> **EXTRAIT À LIRE**
◆ ◆ ◆

DANIEL (LIVRE DE)
Livre prophétique figurant dans la Bible en français parmi les grands prophètes aussitôt après Ézékiel. C’est l’ordre suivi dans la Septante et la Vulgate. Dans le canon hébraïque, Daniel est classé parmi les “ Écrits ” ou “ Hagiographes ”.
Écrivain. Le livre lui-même atteste que Daniel en fut le rédacteur. Il déclare : “ Dans la première année de Belshatsar le roi de Babylone, Daniel vit un rêve et des visions de sa tête sur son lit. À cette époque-là il mit par écrit le rêve. Le récit complet des choses, il le fit connaître. ” (Dn 7:1). Qu’il fut l’écrivain ressort également du fait que les chapitres 7 à 12 sont écrits à la première personne.
Les chapitres 1 à 6 sont écrits à la troisième personne, mais ce n’est pas pour autant que Daniel n’en fut pas le rédacteur. Il se plaça du point de vue d’un observateur qui rapportait ce qui lui arrivait, à lui et à d’autres. Un autre rédacteur de la Bible, Jérémie, le fit souvent (voir Jr 20:1-6 ; 21:1-3 ; et chap. 26, 36). Cela dit, Jérémie écrivit à la première personne. — Jr 1, 13, 15, 18 ; voir DANIEL No 2.
Contexte et époque de la rédaction. Le contexte du livre est Babylone, sauf pour une des visions qui eut lieu à Suse près du fleuve Oulaï. Il n’est pas dit clairement si Daniel se trouvait effectivement à Suse ou s’il s’y trouva en vision. La rédaction fut achevée vers 536 av. n. è. et le livre couvre la période allant de 618 à 536 environ av. n. è. — Dn 8:1, 2.
Authenticité. Certains critiques contestent l’authenticité du livre de Daniel, adoptant la position prise par Porphyre, philosophe païen et ennemi du christianisme qui vécut au IIIe siècle. Il prétendit que le livre de Daniel avait été forgé par un Juif palestinien du temps d’Antiochus Épiphane. D’après lui, ce falsificateur avait repris des événements antérieurs et les avait fait passer pour des prophéties. Toutefois, depuis lors et jusqu’au début du XVIIIe siècle, l’authenticité du livre de Daniel n’a pas été sérieusement mise en cause. Le fait que Jésus Christ acceptait la prophétie de Daniel est un argument encore plus concluant en faveur de son authenticité. — Mt 24:15 ; Dn 11:31.
Historicité. Dans les grottes de la mer Morte, on a découvert plusieurs manuscrits renfermant des parties du livre de Daniel. Le plus ancien manuscrit remonte à la première moitié du Ier siècle av. n. è. ; le livre de Daniel était considéré comme faisant partie des Écritures à l’époque, et les Juifs le connaissaient si bien qu’ils l’avaient déjà copié de nombreuses fois. Que la canonicité de ce livre était reconnue en ce temps-là, c’est ce que confirme le rédacteur de Un Maccabées (2:59, 60), livre apocryphe, mais historique, qui parle de la délivrance de Daniel de l’antre des lions et de celle des trois Hébreux du four de feu.

◆ ◆ ◆

> **OBJECTIFS**
1 - Recopiez fidèlement le passage de l'article sur le livre de Daniel, en commençant aux mots « Livre prophétique figurant » et en vous arrêtant après les mots « écrits à la première personne. ».
2 - Selon l'article sur le livre de Daniel, vers quelle année la rédaction du livre fut-elle achevée ?
Les lignes qui suivent proviennent d'une autre source que l'article.

◆ ◆ ◆

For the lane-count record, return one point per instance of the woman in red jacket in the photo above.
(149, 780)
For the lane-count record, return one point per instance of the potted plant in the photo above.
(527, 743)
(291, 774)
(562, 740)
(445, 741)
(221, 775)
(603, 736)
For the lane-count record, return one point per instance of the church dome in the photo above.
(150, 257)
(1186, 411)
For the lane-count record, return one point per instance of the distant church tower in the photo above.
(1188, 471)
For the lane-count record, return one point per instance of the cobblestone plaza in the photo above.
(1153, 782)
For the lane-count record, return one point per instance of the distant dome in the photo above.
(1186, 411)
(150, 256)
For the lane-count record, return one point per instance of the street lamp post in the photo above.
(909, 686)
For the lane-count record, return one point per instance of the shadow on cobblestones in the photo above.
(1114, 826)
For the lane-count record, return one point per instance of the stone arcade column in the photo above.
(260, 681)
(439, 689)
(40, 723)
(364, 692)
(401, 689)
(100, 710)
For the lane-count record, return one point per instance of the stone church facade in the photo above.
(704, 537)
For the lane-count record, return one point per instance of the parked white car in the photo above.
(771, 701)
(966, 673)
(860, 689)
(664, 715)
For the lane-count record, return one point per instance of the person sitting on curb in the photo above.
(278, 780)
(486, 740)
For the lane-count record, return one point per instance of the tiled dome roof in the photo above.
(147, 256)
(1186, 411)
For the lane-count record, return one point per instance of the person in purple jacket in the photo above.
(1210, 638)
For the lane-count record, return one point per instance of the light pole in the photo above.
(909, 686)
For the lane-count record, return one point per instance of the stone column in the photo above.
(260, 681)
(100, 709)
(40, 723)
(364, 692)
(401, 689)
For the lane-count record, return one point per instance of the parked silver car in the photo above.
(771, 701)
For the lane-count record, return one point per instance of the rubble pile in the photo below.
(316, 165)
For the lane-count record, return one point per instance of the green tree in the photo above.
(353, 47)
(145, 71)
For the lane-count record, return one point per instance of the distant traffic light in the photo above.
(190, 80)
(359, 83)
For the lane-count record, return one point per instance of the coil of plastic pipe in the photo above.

◆ ◆ ◆

> **RÉPONSES PAR TÂCHE**
1 -
Livre prophétique figurant dans la Bible en français parmi les grands prophètes aussitôt après Ézékiel. C’est l’ordre suivi dans la Septante et la Vulgate. Dans le canon hébraïque, Daniel est classé parmi les “ Écrits ” ou “ Hagiographes ”.
Écrivain. Le livre lui-même atteste que Daniel en fut le rédacteur. Il déclare : “ Dans la première année de Belshatsar le roi de Babylone, Daniel vit un rêve et des visions de sa tête sur son lit. À cette époque-là il mit par écrit le rêve. Le récit complet des choses, il le fit connaître. ” (Dn 7:1). Qu’il fut l’écrivain ressort également du fait que les chapitres 7 à 12 sont écrits à la première personne.

2 - Vers 536 av. n. è.